*EXERCISE GOAL:*
Summarize the assignment description below in two sentences.

# Knowledge and Data 2020: Practical Assignment 3 
## RDF Data, RDFS knowledge and inferencing 

YOUR NAME: Vanshita Sharma Kumar 

YOUR VUNetID: vkr560

*(If you do not provide your name and VUNetID we will not accept your submission).* 

### Learning objectives

At the end of this exercise you should be able to:

1. Access local an external data via SPARQL both from within a python programming environment and stand-alone with a GUI, such as [YASGUI](https://yasgui.triply.cc/), and this way integrate data from different sources  
2. Model your own first knowledge base, in this case an RDF Schema knowledge graph
3. Implement inference rules 

Follow this Notebook step-by-step. 

Of course, you can do the exercises in any Programming Editor of your liking. 
But you do not have to. Feel free to simply write code in the Notebook. When 
everythink is filled in and works, safe the Notebook and submit it 
as a Jupyter Notebook, i.e. with an ipynb extension. Please use as name of the 
Notebook your studentID+Assignment3.ipynb.  

Other than in courses dedicated to programming we will not evaluate the style
of the programs. But we will test your programs on other data than we provide, 
and your program should give the correct answers to those test-data as well. 

Before you start, you need to:

- **Install the *rdflib* Python package:** *pip install rdflib* (should already be installed from the previous assignment)
- **Install the *SPARQLWrapper* Python package:** *pip install SPARQLWrapper*
- **Install the free edition of the GraphDB Triplestore:** please follow this short [GraphDB tutorial](https://github.com/ucds-vu/knowledge-data-vu/blob/master/Tutorials/Preliminaries/tutorial-GraphDB.md). 

Then, add the file example-from-slides.ttl to a newly created database, say called assignment-3.

*DATA SECTION:*

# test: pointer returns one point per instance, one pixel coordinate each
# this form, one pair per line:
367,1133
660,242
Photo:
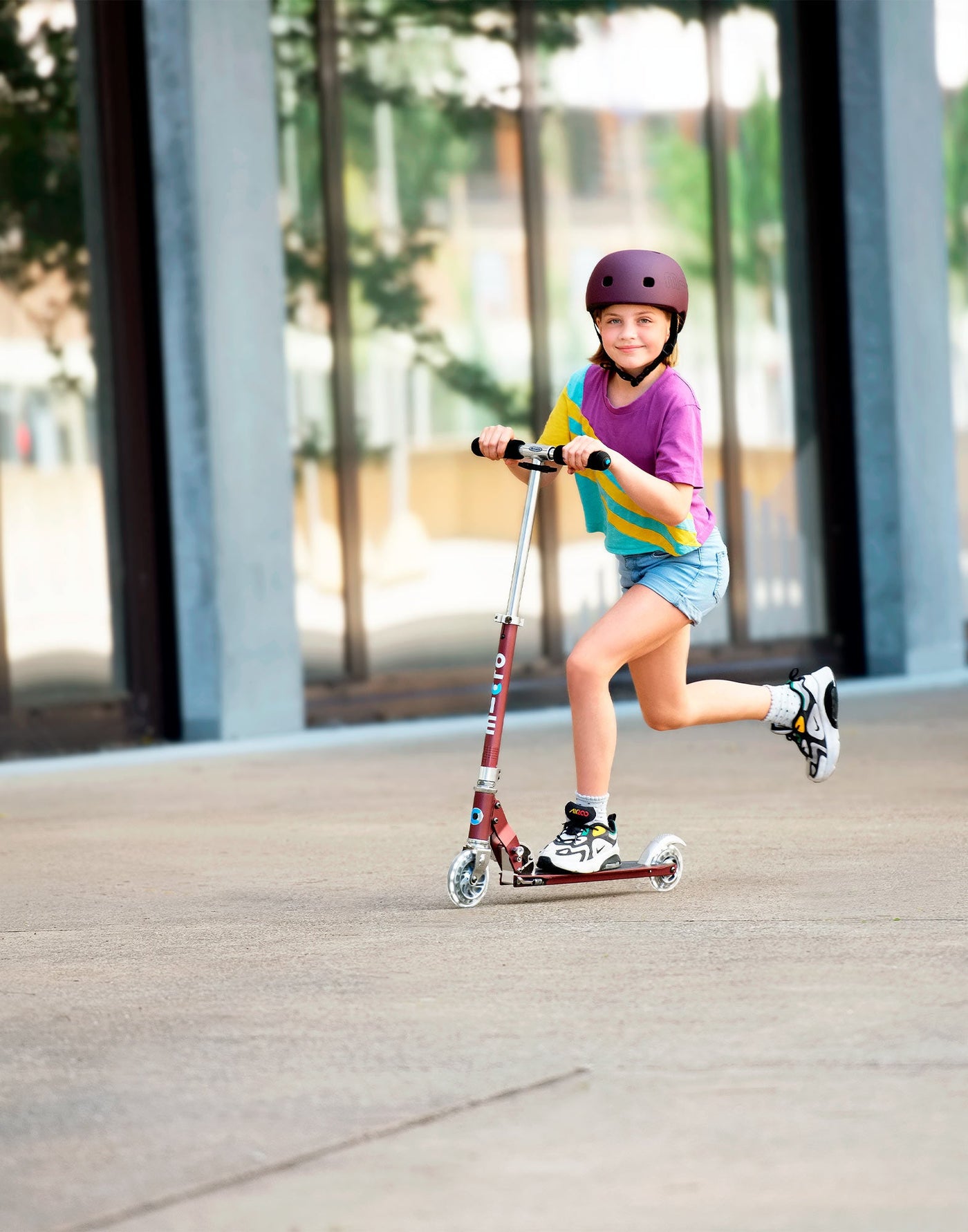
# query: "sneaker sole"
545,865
==
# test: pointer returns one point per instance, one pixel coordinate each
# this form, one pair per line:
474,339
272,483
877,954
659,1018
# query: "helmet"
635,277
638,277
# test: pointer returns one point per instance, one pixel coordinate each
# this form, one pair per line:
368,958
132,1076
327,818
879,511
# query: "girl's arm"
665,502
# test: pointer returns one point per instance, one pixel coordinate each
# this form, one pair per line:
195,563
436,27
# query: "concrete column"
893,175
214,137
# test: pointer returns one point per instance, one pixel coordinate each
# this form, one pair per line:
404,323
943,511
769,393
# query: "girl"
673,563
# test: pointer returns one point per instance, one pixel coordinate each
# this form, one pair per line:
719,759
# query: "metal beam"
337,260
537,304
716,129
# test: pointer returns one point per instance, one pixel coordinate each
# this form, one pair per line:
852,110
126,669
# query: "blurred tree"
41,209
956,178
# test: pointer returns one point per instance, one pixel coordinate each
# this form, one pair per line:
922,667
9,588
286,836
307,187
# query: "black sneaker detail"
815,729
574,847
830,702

*RESULT:*
This practical assignment on RDF data, RDFS knowledge and inferencing aims to teach accessing local and external data via SPARQL, modeling an RDF Schema knowledge graph, and implementing inference rules. Students follow the Notebook step by step and submit it as an ipynb file, which will be tested on data other than what is provided, after installing rdflib, SPARQLWrapper and GraphDB and adding example-from-slides.ttl to a new database.